What is expected: Copy nothing but the lines from the one containing "the narrow gray" through the last line of the records, repeated exactly and without pictures.
*** Opening of Records for processing ***
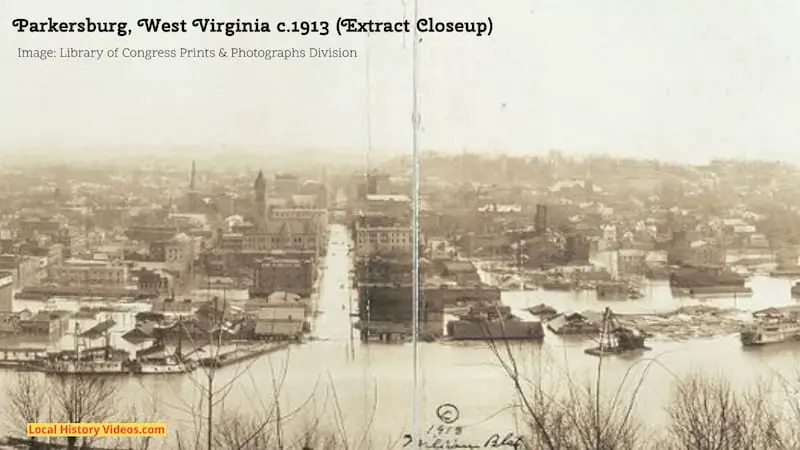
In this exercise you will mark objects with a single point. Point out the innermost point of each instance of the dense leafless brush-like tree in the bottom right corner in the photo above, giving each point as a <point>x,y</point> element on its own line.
<point>708,413</point>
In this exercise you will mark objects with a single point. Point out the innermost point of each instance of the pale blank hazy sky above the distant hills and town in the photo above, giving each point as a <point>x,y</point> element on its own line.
<point>679,79</point>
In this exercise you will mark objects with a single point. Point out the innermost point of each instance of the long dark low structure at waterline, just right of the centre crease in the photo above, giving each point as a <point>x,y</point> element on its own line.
<point>488,322</point>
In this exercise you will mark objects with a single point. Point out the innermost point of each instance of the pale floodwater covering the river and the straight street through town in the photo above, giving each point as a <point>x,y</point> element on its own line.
<point>371,386</point>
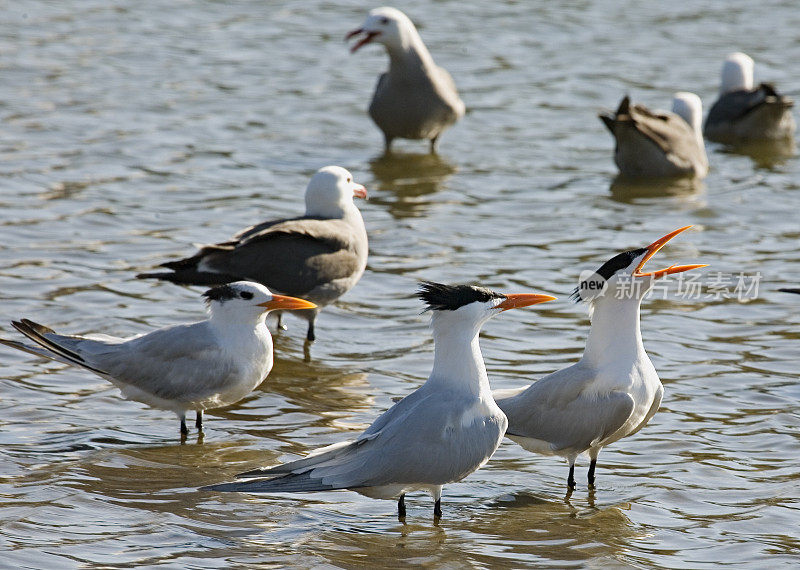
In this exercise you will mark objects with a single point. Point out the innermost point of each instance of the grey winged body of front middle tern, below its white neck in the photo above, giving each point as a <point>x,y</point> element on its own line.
<point>424,439</point>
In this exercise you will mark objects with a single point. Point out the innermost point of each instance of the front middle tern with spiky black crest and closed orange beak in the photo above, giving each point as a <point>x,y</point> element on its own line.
<point>438,434</point>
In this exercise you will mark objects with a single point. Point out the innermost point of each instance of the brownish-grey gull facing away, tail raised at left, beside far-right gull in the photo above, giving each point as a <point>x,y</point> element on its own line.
<point>659,144</point>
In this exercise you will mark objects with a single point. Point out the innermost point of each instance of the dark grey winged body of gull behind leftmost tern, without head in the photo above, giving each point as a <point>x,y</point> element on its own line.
<point>292,257</point>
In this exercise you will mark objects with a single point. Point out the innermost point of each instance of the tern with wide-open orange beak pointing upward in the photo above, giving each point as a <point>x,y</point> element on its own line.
<point>610,393</point>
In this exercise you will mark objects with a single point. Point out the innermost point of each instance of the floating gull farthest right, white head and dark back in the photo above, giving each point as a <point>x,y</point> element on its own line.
<point>744,113</point>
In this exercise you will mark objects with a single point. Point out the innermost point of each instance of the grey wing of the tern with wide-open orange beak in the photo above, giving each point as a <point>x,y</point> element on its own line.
<point>559,410</point>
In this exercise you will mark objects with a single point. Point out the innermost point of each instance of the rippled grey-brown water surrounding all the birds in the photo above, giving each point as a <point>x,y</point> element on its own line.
<point>132,130</point>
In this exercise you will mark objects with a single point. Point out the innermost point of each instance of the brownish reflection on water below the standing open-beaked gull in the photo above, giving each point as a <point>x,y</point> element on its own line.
<point>405,179</point>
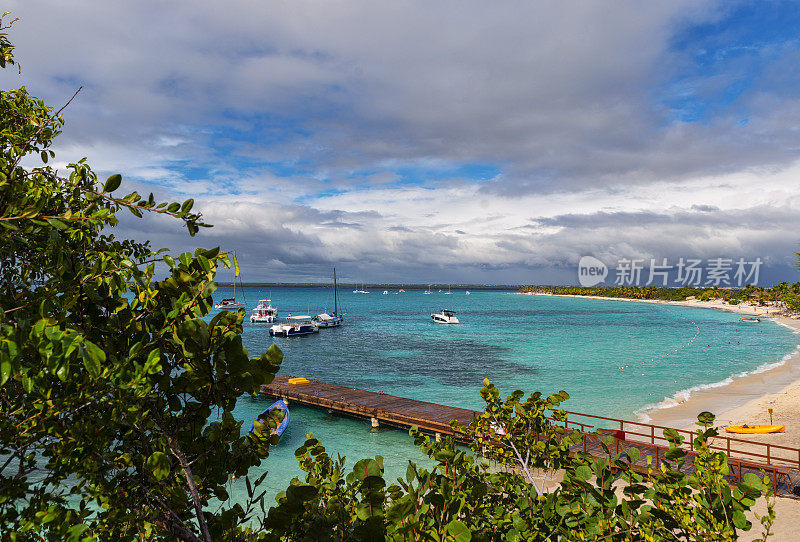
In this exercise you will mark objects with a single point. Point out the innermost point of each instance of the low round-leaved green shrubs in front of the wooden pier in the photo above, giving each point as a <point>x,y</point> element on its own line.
<point>465,497</point>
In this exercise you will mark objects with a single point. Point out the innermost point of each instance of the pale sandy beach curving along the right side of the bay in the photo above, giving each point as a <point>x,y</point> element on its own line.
<point>741,398</point>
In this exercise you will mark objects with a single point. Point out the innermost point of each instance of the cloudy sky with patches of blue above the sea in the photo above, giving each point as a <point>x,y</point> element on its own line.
<point>436,142</point>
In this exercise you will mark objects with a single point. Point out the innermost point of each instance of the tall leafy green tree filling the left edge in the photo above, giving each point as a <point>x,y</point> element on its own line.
<point>117,391</point>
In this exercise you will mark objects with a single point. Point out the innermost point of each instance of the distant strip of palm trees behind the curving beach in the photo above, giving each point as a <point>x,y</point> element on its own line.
<point>784,293</point>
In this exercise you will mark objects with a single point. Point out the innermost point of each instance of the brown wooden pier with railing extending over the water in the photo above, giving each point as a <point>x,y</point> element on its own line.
<point>782,464</point>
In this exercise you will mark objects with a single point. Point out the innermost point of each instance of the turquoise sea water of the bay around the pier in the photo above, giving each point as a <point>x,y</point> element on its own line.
<point>613,358</point>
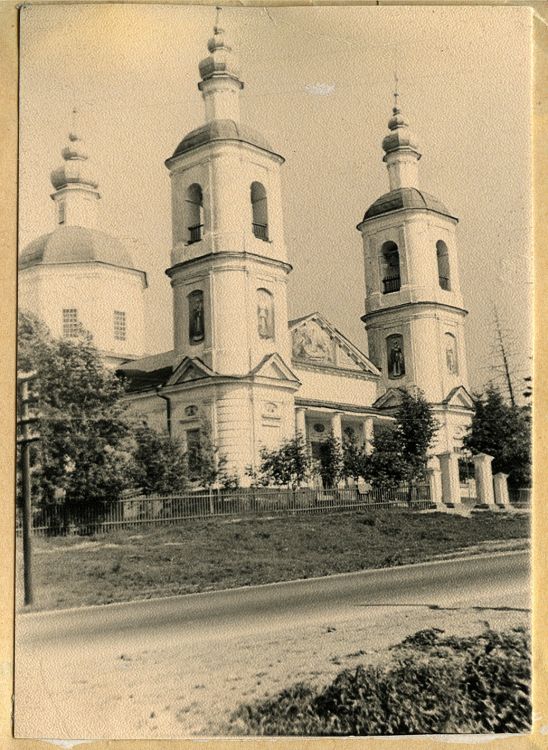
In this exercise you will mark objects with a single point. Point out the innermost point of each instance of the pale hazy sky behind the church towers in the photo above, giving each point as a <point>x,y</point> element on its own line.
<point>318,85</point>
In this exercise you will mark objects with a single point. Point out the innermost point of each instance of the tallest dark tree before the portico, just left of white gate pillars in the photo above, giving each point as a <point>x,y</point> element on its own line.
<point>400,452</point>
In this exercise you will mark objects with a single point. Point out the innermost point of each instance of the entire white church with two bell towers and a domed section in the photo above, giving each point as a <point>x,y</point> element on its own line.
<point>238,364</point>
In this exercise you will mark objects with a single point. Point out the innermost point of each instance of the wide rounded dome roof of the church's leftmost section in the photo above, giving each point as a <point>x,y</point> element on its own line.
<point>74,244</point>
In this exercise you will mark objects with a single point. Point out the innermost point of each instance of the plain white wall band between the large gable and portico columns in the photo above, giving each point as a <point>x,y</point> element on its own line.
<point>335,389</point>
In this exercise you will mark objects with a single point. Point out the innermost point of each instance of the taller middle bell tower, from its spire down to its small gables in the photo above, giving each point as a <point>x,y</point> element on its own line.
<point>228,260</point>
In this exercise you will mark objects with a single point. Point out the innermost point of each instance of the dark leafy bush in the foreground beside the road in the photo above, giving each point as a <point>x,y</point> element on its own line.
<point>432,685</point>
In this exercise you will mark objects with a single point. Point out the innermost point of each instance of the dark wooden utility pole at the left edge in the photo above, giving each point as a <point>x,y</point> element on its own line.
<point>24,440</point>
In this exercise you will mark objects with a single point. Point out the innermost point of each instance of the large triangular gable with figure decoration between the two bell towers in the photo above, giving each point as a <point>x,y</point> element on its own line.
<point>316,341</point>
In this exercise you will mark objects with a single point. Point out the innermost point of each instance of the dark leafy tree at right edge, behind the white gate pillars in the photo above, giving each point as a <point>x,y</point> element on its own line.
<point>504,432</point>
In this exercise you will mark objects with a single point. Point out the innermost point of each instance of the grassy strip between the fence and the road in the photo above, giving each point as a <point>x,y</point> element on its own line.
<point>203,555</point>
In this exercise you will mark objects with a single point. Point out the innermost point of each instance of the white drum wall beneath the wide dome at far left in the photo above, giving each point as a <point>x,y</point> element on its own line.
<point>96,291</point>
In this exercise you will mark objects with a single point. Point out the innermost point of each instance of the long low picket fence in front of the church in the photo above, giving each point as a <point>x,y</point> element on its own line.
<point>55,520</point>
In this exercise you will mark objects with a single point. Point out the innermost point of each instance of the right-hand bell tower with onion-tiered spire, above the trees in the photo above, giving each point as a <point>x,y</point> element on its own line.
<point>414,314</point>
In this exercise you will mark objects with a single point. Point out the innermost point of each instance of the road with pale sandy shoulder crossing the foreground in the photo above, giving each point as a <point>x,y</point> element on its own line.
<point>165,667</point>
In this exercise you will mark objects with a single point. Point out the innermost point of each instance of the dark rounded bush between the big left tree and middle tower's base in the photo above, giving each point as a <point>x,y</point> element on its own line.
<point>160,462</point>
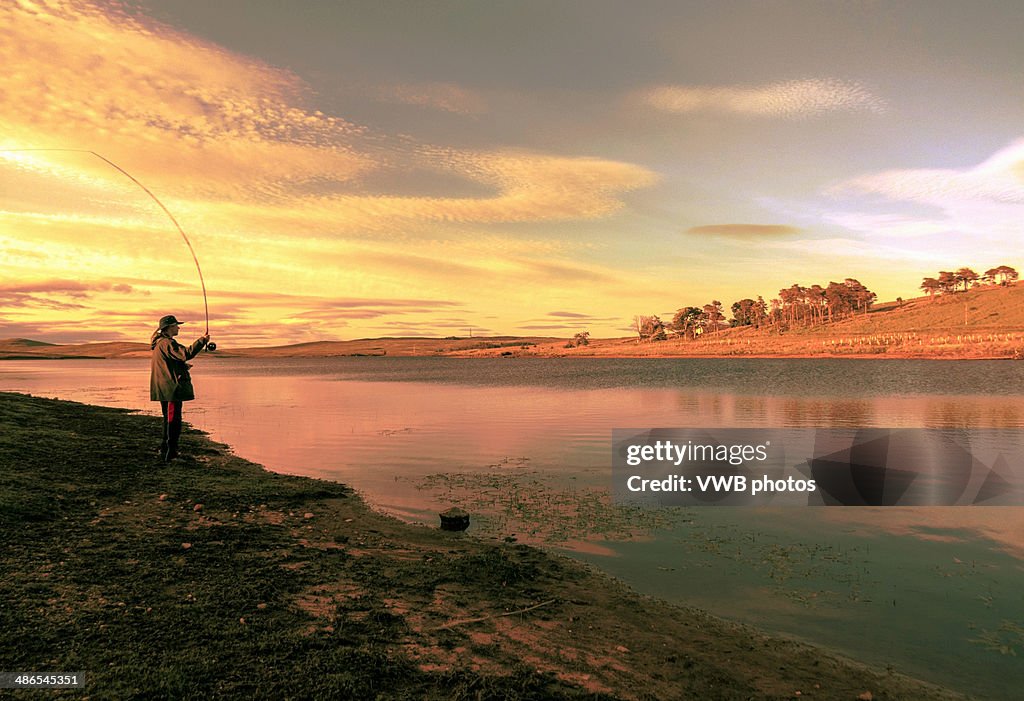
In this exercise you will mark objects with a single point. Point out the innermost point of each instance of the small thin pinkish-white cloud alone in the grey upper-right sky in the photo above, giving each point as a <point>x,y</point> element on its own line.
<point>795,99</point>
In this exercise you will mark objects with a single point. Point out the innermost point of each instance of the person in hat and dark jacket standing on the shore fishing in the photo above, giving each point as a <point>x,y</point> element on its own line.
<point>170,383</point>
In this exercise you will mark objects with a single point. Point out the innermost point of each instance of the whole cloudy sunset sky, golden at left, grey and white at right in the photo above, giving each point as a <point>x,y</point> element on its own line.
<point>445,168</point>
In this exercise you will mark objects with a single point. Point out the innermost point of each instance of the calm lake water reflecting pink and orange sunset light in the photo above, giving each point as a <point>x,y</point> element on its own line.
<point>525,445</point>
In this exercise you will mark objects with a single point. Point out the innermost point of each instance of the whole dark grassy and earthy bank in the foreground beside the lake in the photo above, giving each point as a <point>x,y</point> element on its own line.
<point>214,579</point>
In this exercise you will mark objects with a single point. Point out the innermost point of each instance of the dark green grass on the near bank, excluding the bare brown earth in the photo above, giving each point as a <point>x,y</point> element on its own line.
<point>97,580</point>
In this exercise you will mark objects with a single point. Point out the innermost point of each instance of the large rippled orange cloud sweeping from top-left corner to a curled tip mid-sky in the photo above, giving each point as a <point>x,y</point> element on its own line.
<point>216,127</point>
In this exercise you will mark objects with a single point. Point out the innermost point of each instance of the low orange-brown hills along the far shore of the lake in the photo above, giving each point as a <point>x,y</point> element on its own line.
<point>986,322</point>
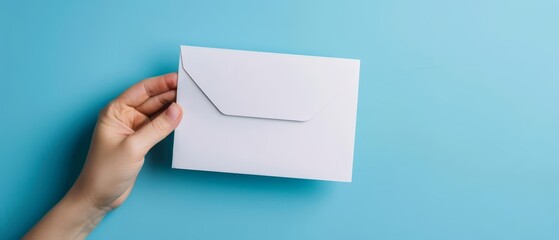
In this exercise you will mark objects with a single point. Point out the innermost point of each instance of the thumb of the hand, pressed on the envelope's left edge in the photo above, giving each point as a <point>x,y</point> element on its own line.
<point>156,130</point>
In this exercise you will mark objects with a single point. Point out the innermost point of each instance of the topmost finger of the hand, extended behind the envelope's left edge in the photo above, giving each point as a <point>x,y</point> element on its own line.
<point>142,91</point>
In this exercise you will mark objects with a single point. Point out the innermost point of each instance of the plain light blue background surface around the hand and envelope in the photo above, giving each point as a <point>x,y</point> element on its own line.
<point>457,131</point>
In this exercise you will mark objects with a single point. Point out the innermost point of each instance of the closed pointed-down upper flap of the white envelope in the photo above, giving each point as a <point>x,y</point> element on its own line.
<point>265,85</point>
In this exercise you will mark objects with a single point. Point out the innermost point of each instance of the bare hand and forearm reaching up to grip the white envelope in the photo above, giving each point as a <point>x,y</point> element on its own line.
<point>127,128</point>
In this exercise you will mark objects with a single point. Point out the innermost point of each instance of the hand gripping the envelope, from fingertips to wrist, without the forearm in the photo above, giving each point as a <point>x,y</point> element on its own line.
<point>126,130</point>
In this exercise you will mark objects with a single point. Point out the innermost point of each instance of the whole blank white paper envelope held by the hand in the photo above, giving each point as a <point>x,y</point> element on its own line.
<point>266,113</point>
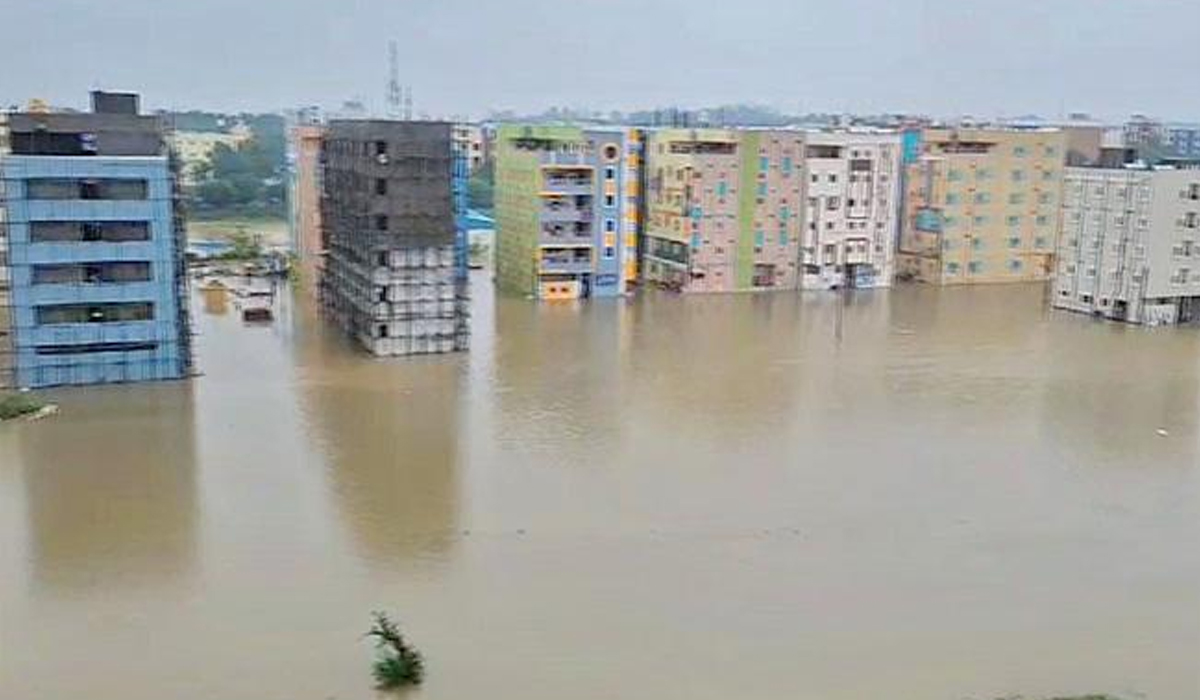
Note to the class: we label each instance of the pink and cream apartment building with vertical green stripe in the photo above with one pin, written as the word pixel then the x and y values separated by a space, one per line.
pixel 724 210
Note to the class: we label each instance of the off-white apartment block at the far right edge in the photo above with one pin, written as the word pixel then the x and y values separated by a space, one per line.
pixel 1131 246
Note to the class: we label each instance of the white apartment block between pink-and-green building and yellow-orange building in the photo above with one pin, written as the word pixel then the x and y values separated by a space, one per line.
pixel 853 205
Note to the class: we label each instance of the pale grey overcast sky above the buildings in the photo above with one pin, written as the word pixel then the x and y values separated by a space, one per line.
pixel 467 57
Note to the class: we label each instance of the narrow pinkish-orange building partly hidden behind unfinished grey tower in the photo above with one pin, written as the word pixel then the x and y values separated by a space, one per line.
pixel 304 201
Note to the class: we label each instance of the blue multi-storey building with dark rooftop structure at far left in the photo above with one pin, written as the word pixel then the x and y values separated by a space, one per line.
pixel 97 248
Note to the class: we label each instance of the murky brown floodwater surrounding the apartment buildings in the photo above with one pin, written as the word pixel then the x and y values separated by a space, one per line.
pixel 709 498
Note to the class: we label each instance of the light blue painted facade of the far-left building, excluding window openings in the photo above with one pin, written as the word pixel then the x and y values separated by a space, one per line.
pixel 167 361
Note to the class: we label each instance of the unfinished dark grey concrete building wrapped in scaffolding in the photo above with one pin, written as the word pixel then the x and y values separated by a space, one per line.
pixel 395 274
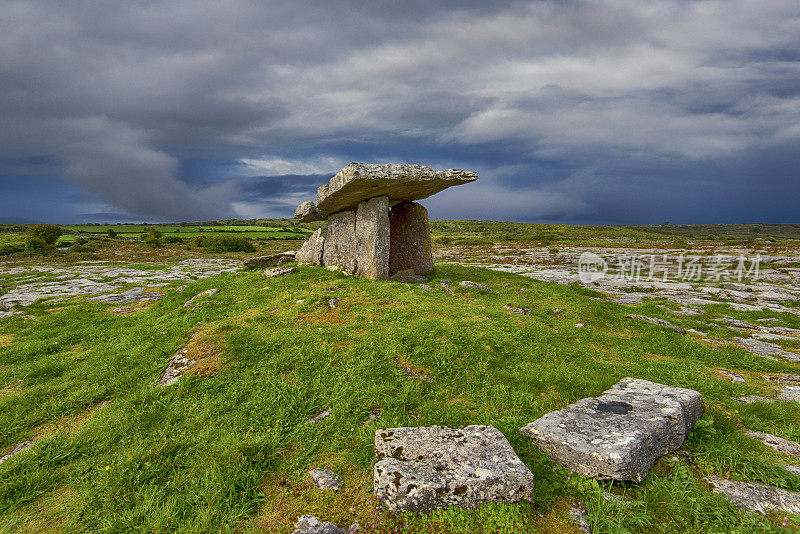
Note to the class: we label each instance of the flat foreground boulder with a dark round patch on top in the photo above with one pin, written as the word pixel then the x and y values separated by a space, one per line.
pixel 621 433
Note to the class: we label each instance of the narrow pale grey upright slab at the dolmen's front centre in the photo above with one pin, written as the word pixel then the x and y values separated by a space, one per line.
pixel 372 238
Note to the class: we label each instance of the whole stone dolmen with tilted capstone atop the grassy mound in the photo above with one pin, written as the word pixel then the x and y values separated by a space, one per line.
pixel 375 229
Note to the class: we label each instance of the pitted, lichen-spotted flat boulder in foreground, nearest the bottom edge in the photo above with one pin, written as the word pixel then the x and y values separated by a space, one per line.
pixel 427 468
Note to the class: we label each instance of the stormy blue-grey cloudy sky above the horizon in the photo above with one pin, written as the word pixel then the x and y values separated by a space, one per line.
pixel 600 112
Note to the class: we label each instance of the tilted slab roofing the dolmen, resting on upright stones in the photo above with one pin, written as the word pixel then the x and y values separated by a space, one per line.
pixel 361 181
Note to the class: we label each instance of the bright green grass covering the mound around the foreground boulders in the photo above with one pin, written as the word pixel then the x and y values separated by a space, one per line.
pixel 228 448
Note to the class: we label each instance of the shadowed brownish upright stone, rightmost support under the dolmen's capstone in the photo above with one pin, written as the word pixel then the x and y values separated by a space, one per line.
pixel 410 239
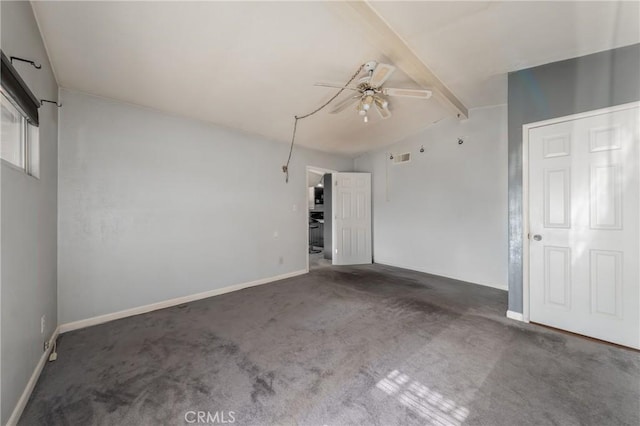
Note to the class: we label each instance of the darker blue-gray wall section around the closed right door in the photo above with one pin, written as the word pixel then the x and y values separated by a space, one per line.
pixel 555 90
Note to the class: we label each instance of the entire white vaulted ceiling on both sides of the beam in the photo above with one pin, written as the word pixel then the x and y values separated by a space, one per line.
pixel 252 66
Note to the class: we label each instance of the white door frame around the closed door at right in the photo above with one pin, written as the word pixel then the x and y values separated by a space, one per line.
pixel 525 188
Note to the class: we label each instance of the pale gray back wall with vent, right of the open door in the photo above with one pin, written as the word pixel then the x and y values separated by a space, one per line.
pixel 445 211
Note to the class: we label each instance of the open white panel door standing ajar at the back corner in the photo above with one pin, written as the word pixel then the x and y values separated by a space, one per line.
pixel 351 201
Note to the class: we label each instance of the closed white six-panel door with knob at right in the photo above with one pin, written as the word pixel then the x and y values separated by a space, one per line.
pixel 584 225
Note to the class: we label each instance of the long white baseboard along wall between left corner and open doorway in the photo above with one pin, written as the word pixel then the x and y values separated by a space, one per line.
pixel 75 325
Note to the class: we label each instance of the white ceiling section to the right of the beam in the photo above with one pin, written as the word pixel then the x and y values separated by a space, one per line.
pixel 473 45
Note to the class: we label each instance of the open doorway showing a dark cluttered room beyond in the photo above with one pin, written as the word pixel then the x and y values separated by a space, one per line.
pixel 316 218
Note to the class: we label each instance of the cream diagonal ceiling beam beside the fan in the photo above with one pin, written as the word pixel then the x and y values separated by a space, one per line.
pixel 398 51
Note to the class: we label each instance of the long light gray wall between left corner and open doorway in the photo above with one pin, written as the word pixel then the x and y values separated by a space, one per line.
pixel 154 206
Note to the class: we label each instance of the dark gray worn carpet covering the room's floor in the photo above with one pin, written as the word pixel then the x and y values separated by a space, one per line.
pixel 367 345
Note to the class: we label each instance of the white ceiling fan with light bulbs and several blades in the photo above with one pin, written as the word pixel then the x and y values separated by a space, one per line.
pixel 370 92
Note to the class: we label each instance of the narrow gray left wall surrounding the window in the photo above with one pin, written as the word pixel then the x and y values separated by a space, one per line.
pixel 28 222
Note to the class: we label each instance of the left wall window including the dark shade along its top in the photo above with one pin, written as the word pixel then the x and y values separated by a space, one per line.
pixel 19 136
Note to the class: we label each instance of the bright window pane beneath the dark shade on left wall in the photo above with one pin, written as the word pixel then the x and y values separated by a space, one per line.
pixel 20 144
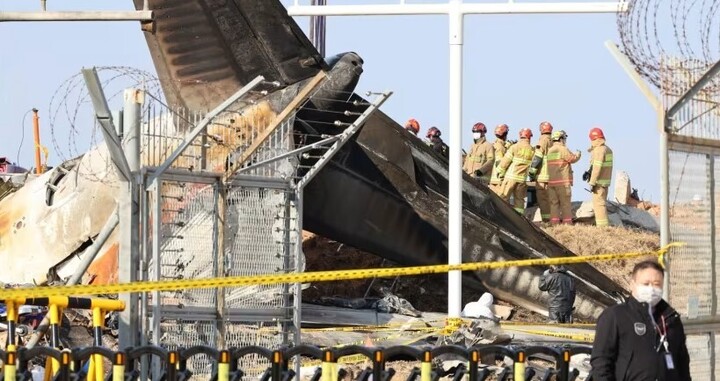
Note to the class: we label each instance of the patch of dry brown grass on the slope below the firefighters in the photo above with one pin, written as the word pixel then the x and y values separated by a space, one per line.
pixel 590 240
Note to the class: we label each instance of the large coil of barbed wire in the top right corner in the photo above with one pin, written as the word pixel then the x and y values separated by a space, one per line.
pixel 672 43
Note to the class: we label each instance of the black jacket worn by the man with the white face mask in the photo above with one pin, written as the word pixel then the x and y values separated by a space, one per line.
pixel 626 343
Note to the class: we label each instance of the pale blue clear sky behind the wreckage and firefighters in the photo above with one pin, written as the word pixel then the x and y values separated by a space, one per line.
pixel 518 69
*** Close of Records for processing ***
Solution for this task:
Note to the class: we label each instance of the narrow gray left wall surrounding the window in the photo above with one pin, written as the word pixel then the x and y values separated by a space, one per line.
pixel 28 222
Note to the class: we label each instance of the left wall window including the dark shade along its top in the photo above with one pin, written as the word pixel then the x and y values separated by a space, one per line.
pixel 19 136
Note to the class: we label each instance of the bright window pane beneath the dark shade on left wall in the photo above with one pin, written as the word pixel then the x and y values separated by a space, one per line.
pixel 20 144
Note to the class: we label each instance of the patch of dry brown grass on the slope below the firefighters in the photo above with one pin, written as the word pixel then the x and y values separated by a space, one per line.
pixel 590 240
Note to the class: we label each instance of the large coil of barbed wire in the top right corner in the photo above with one pin, written as the word pixel then the x and y values separated by a space, one per line.
pixel 672 43
Note to the class: we label each instance of the black jacket worn by the man with the white face mask in the photo above with one pin, written as the word pixel then the x and y values separated by a space, one per line.
pixel 626 343
Note to the class: we label each instance of the pale blue clear sky behind the wreckage and firefighters in the photo above with one pin, written as the word pixel then the x and y values separated by a space, one per line.
pixel 518 69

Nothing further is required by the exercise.